Anfang Oktober soll die Weltsynode ihren Abschluss in Rom finden, eine Zusammenkunft, bei der es um Reformen gehen wird, und erstmals auch Laien stimmberechtigt sind. Ganz ist eine enge Begleiterin des "Synodalen Wegs" und hat an der vorbereitenden europäischen Kontinentalsynode in Prag teilgenommen. Gerade erst war sie zu Gast auf einer Tagung in Leipzig, Titel: "Gottes starke Töchter". Wer Menschenrechte propagiere, komme um Frauenrechte in der Gemeinschaft der Gläubigen nicht herum, ist die Autorin überzeugt: "Frauen stören – und ohne sie hat Kirche keine Zukunft" lautet der Titel ihres aktuellen Buchs.
Unmut über den Status Quo wächst weltweit
In Deutschland würden sich 96 Prozent der Befragten für einschneidende Kirchenreformen einsetzen. Die ehemalige Missionarin betont, dass es keinesfalls nur die Deutschen seien, die hier oberlehrerhaft die Einheit der Weltkirche gefährden würden: "Der Unmut über den Status Quo wächst, und zwar weltweit." Auch die Amazonien-Synode habe sich dafür eingesetzt, wenn schon keine Priesterinnen, dann zumindest Diakoninnen zu weihen.
Frauen hätten am Amazonas ohnehin vielerorts die Gemeindeleitung inne. Egal ob in Sibirien, Südafrika oder im Senegal: "Ohne Frauen wäre die Kirche leer". Eine kleine, aber gut vernetzte und finanzstarke Minderheit in der Kirche setze sich für den Erhalt der Machtstrukturen ein. Mannsein sei gemäß traditioneller Auffassung das Normale, die Frau "das andere Geschlecht".
Ganz kann sich unterschiedliche Geschwindigkeiten bei der weltweiten Kirchenerneuerung vorstellen. Auch und gerade im Mittelalter wäre die Weltkirche vielfältig und erst im 19. Jahrhundert zentralisiert worden, mit dem Papst als letzter Entscheidungsinstanz. Der müsse heute "den Laden zusammenhalten" und stoße auf starken Widerstand der Ultrakonservativen: "Papst möchte ich nicht sein."
Papst setzt auf längerfristige Umdenkprozesse
Ganz sieht kleine Fortschritte, etwa bei den Rechten homosexueller Kirchenmitarbeiter(innen): Die sogenannten Loyalitätsanforderungen wurden auf äußeren Druck gelockert. Die Generaloberin ist überzeugt, dass der Papst auf längerfristige Umdenkprozesse setzt. Vielleicht gäbe es in zehn Jahren ja ein Drittes Vatikanisches Konzil, nach dem letzten großen Aufbruch in den 1960ern?
"Es braucht einen langen Atem", glaubt auch Eva Maria Ott, als Vertreterin des Frauenbunds. Der Gerolzhöfer Pfarrer stehe hinter den Anliegen von Maria 2.0 und dem sechs- bis achtköpfigen Kernteam. Auch die Gemeinde mache mit, bei den Aktionen, von der Mahnkerze bis zum Rosenkranz im Zeichen biblischer Heldinnen.

(Gegebene Datensätze):
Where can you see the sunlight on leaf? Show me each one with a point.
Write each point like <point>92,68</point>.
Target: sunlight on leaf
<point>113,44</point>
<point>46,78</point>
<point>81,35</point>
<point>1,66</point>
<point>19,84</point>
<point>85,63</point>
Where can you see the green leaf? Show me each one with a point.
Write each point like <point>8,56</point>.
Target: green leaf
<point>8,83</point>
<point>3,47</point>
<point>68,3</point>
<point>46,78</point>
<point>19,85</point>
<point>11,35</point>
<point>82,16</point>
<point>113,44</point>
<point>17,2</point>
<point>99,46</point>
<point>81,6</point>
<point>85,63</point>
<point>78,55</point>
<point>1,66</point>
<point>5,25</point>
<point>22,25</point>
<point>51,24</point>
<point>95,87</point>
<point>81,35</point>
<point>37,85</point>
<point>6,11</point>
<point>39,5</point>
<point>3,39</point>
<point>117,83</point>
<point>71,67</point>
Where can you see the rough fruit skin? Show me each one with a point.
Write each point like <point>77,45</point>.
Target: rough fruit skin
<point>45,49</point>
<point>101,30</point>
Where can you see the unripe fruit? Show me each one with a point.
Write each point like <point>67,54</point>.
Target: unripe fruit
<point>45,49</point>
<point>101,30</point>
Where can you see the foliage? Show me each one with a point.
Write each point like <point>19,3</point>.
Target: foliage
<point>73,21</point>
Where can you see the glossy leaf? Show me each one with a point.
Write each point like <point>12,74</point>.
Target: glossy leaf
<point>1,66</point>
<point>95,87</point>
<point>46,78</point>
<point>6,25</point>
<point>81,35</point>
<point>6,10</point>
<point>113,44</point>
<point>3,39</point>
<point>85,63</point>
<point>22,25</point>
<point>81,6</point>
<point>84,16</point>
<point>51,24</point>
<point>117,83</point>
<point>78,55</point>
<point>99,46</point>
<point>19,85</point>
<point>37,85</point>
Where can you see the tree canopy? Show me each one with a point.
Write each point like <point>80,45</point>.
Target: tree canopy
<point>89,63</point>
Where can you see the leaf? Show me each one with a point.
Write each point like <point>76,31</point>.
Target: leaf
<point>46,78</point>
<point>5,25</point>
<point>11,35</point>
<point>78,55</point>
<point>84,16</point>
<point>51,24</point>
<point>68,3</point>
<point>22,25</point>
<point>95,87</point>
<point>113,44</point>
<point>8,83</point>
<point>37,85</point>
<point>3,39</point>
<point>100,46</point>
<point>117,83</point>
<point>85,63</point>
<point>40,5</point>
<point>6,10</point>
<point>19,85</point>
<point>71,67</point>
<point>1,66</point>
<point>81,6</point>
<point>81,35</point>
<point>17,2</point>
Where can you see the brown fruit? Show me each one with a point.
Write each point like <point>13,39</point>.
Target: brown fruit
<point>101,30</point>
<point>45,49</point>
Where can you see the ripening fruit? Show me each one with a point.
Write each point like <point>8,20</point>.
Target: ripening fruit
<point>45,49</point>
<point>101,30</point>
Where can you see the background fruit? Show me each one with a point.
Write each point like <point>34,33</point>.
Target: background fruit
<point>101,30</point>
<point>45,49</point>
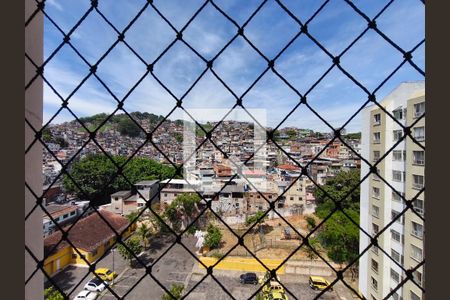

(Aufgabe):
Wie hieß laut dem Auszug über Frauen in der Kirche die Tagung in Leipzig, bei der Ganz gerade zu Gast war? Die Datensätze braucht man hier nicht.

(Lösung):
"Gottes starke Töchter"